Records for the exercise -
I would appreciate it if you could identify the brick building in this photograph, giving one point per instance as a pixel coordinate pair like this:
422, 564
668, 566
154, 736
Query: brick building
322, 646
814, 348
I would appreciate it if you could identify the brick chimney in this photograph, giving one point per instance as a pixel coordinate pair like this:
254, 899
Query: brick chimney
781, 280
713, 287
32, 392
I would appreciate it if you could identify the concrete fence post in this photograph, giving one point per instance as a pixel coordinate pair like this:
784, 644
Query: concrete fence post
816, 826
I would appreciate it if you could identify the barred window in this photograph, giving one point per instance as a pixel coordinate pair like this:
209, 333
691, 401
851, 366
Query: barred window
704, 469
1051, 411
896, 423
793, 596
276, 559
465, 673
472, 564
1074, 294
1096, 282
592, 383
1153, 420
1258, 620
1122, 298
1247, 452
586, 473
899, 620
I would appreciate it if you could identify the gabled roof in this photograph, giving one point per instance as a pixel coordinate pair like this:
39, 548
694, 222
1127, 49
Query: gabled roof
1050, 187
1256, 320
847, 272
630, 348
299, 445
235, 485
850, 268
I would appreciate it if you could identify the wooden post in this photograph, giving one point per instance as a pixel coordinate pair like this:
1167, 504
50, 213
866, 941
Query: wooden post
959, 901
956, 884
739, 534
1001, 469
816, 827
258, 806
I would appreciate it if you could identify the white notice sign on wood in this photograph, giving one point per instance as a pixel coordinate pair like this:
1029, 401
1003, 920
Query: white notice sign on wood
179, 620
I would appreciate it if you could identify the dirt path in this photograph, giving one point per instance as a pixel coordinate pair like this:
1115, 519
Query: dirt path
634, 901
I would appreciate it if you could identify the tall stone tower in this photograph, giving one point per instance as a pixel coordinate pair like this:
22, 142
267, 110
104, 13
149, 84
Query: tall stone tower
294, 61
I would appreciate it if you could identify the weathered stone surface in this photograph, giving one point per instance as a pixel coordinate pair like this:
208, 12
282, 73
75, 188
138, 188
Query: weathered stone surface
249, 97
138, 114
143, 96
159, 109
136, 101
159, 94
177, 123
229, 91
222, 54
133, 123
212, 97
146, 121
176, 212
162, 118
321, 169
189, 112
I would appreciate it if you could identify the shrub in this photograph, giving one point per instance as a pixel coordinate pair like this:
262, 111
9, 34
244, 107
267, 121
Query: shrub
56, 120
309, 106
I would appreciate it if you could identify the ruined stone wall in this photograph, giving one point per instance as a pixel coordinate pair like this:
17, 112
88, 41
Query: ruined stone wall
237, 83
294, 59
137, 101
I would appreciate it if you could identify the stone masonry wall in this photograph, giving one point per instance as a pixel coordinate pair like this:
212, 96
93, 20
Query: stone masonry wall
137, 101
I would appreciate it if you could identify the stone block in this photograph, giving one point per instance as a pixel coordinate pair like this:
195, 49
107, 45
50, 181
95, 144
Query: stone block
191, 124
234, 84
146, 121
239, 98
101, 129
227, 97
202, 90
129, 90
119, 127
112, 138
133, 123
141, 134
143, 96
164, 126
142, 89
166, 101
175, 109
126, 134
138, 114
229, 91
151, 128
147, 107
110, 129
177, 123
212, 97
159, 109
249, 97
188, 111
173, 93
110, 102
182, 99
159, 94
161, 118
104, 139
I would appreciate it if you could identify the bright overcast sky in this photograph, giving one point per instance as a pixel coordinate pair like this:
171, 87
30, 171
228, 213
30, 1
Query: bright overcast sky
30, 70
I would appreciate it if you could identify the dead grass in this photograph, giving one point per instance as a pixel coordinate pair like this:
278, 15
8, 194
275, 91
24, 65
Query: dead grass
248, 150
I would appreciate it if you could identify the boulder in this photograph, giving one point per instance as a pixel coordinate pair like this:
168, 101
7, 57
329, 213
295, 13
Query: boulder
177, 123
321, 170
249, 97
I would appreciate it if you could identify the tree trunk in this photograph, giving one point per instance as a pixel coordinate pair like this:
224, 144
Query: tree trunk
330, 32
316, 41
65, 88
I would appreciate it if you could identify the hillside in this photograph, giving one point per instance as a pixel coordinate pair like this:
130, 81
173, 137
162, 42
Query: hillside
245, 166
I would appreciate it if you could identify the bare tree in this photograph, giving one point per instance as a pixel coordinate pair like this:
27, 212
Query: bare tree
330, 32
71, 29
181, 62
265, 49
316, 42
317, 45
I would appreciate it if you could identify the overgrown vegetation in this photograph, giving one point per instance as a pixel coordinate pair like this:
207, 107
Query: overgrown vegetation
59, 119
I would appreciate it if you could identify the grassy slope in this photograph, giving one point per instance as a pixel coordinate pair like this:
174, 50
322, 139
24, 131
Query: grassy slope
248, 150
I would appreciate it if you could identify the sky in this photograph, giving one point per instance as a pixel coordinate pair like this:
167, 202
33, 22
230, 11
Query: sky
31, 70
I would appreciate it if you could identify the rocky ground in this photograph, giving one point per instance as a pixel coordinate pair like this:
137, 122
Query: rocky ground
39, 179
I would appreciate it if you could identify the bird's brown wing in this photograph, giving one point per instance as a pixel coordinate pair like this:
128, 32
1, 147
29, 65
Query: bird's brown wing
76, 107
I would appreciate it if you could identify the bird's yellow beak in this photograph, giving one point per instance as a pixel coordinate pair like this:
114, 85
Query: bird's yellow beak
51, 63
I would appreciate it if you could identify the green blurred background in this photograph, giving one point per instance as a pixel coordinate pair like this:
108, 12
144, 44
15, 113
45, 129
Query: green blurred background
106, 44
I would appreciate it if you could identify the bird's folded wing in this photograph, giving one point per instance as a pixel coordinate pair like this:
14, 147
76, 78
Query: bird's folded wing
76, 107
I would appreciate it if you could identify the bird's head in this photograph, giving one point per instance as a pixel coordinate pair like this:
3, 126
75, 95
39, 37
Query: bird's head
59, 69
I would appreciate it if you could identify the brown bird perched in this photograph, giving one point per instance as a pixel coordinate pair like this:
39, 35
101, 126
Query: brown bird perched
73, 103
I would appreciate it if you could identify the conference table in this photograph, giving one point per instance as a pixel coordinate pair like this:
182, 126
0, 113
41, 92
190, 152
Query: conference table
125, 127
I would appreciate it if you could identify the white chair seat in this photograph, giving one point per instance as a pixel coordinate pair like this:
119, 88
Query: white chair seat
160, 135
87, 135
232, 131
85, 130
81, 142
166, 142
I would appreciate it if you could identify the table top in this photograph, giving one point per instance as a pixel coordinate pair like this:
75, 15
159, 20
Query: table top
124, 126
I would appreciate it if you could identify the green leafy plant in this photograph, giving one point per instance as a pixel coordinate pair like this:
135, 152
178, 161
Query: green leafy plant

What you are asked to do - All of the entries above are to be written out again exactly.

Answer space -
I would appreciate it if you could identify the brick building in this photograph, giving one point per instance as a pixel coordinate pair like this:
422, 564
668, 566
154, 736
Query: brick building
322, 646
814, 348
I would appreciate it if you could identify the brick chimney in this photograph, giving one point per instance as a pixel coordinate pair like this:
254, 899
Query: brick chimney
781, 280
713, 287
32, 392
I would appreciate it if you could identify the concrete fence post in this photograph, giving one point per instance as a pixel coordinate pair like this:
784, 644
Query: concrete fence post
816, 826
I would appreciate it if you could identify the barred window in this photograph, giving one point per instance as a pixel coordinate pair like this:
209, 333
691, 401
851, 366
Query: barred window
704, 469
1051, 411
896, 423
793, 596
276, 559
465, 673
472, 564
1074, 294
1096, 282
592, 383
1153, 420
1258, 620
1122, 298
1247, 452
586, 473
899, 620
I would appreciate it if you could identify the gabled roof in this photograph, giving one point per instance as a pixel coordinate pair like this:
39, 548
694, 222
1127, 49
Query: gabled roof
1050, 187
1256, 320
847, 272
630, 348
299, 445
235, 485
850, 268
I would appreciate it if you could identify the wooden post in this photograph, giving one point per instance as a pixel coordinate pair like this:
1167, 504
50, 213
866, 941
Query: wooden post
959, 901
956, 884
739, 534
1001, 469
816, 827
258, 806
I would appreciate it if you could identify the white notice sign on wood in this photograph, giving one point per instance as a pixel coordinate pair like this:
1029, 401
1003, 920
Query: white notice sign on wood
179, 620
I would appreciate it if you could identify the dirt path in this photograph, giving one point per instance as a pixel coordinate pair like this:
1115, 519
Query: dirt path
634, 901
I would appreciate it if you could identify the tall stone tower in this photograph, giving one point per instance as a pixel coordinate pair like this:
22, 142
267, 110
104, 13
149, 84
Query: tall stone tower
294, 61
I would appreciate it if you could identify the weathered stone surface in this photograph, giving one point per instance as a pixel coordinate pair like this:
208, 12
282, 73
75, 188
138, 188
Query: weathered stone surface
249, 97
138, 114
143, 96
159, 109
136, 101
159, 94
177, 123
229, 91
222, 54
133, 123
212, 97
146, 121
176, 212
162, 118
321, 169
189, 112
I would appreciate it if you could identify the shrub in this photograph, giving one point per instance as a pixel coordinate pair like this:
262, 111
9, 34
244, 107
267, 121
Query: shrub
56, 120
309, 106
I would appreciate it if you could identify the ruined stone wall in this photograph, giving one point per instance as a pixel coordinate pair like this:
17, 112
88, 41
Query: ruined stone wall
237, 83
294, 59
137, 101
I would appreciate it if you could identify the stone masonry wall in this photograph, giving one point per instance as a pixel coordinate pair like this:
212, 96
93, 20
Query: stone masonry wall
137, 101
I would appreciate it if you could identify the stone block in this photograph, giving one point per instance as a pixel coordinate pair like this:
195, 49
107, 45
50, 181
95, 144
Query: stone block
191, 124
234, 84
146, 121
239, 98
101, 129
227, 97
202, 90
129, 90
119, 127
112, 138
133, 123
141, 134
143, 96
164, 126
142, 89
166, 101
175, 109
126, 134
138, 114
229, 91
151, 128
147, 107
110, 129
177, 123
212, 97
159, 109
249, 97
188, 111
173, 93
110, 102
182, 99
159, 94
161, 118
104, 139
I would appreciate it if you could identify the bright overcast sky in this photograph, giving one point per instance as a pixel coordinate pair like this:
171, 87
30, 171
228, 213
30, 1
Query: bright overcast sky
30, 70
I would appreciate it if you could identify the dead grass in this photograph, giving one point per instance as a pixel coordinate pair like this:
278, 15
8, 194
275, 91
24, 65
Query: dead grass
248, 150
I would appreciate it if you could identify the boulder in this photograph, giving one point per instance as a pixel coordinate pair like this:
168, 101
7, 57
329, 213
295, 13
Query: boulder
177, 123
321, 170
249, 97
I would appreciate it if you could identify the tree trunk in this photograph, giving one point per instance as a pixel coordinate pair like this:
224, 144
Query: tree trunk
330, 32
316, 41
65, 88
I would appreciate it if you could identify the hillside in this photograph, giving one point per instance as a pixel coordinate pair like this:
130, 81
173, 137
162, 42
Query: hillside
245, 166
I would appreciate it if you could identify the bare tree in this photograph, giving one point per instance as a pixel coordinate pair like this:
27, 212
Query: bare tree
330, 32
71, 29
181, 62
265, 49
316, 42
317, 45
I would appreciate it if you could identify the overgrown vegetation in this photograph, giving one point per instance as a pixel coordinate pair like this:
207, 107
Query: overgrown vegetation
59, 119
I would appreciate it if you could identify the grassy slope in this photograph, giving one point per instance as a pixel coordinate pair like this:
174, 50
322, 139
24, 131
Query: grassy slope
248, 150
I would appreciate it if you could identify the sky in this photograph, giving one point per instance as a pixel coordinate pair like this:
167, 202
33, 22
230, 11
Query: sky
31, 70
I would appreciate it if you could identify the rocky ground in this photograph, giving one point per instance as a pixel coordinate pair like this:
137, 122
Query: rocky ground
39, 179
I would appreciate it if you could identify the bird's brown wing in this photograph, giving one point per instance as a pixel coordinate pair like this:
128, 32
1, 147
29, 65
Query: bird's brown wing
76, 107
I would appreciate it if you could identify the bird's yellow beak in this photograph, giving one point per instance as a pixel coordinate pair like this:
114, 85
Query: bird's yellow beak
51, 63
I would appreciate it if you could identify the green blurred background in this photograph, giving one point per instance as a pixel coordinate pair like this:
108, 12
144, 44
15, 113
45, 129
Query: green blurred background
106, 44
I would appreciate it if you could identify the bird's folded wing in this photograph, giving one point per instance as a pixel coordinate pair like this:
14, 147
76, 78
Query: bird's folded wing
76, 107
I would appreciate it if you could identify the bird's head in this photograph, giving one point per instance as a pixel coordinate pair like this:
3, 126
75, 95
39, 37
Query: bird's head
59, 69
I would appreciate it if you could identify the brown bird perched in this photograph, giving one point per instance as a pixel coordinate pair like this:
39, 35
101, 126
Query: brown bird perched
73, 103
I would appreciate it if you could identify the conference table in this photograph, giving one point per instance as a pixel coordinate pair like this:
182, 126
0, 113
41, 92
190, 152
Query: conference table
125, 127
I would appreciate it if you could identify the white chair seat in this photograph, giving one point per instance as a pixel coordinate pair like this:
119, 88
Query: white chair seat
160, 135
87, 135
232, 131
85, 130
81, 142
166, 142
I would appreciate it if you could identify the table top in this photograph, giving one point per instance as a pixel coordinate pair like this:
75, 15
159, 20
Query: table top
124, 126
I would appreciate it if you could identify the green leafy plant in this photograph, giving one point per instance as a pixel coordinate pair like this:
135, 152
178, 161
Query: green leafy plant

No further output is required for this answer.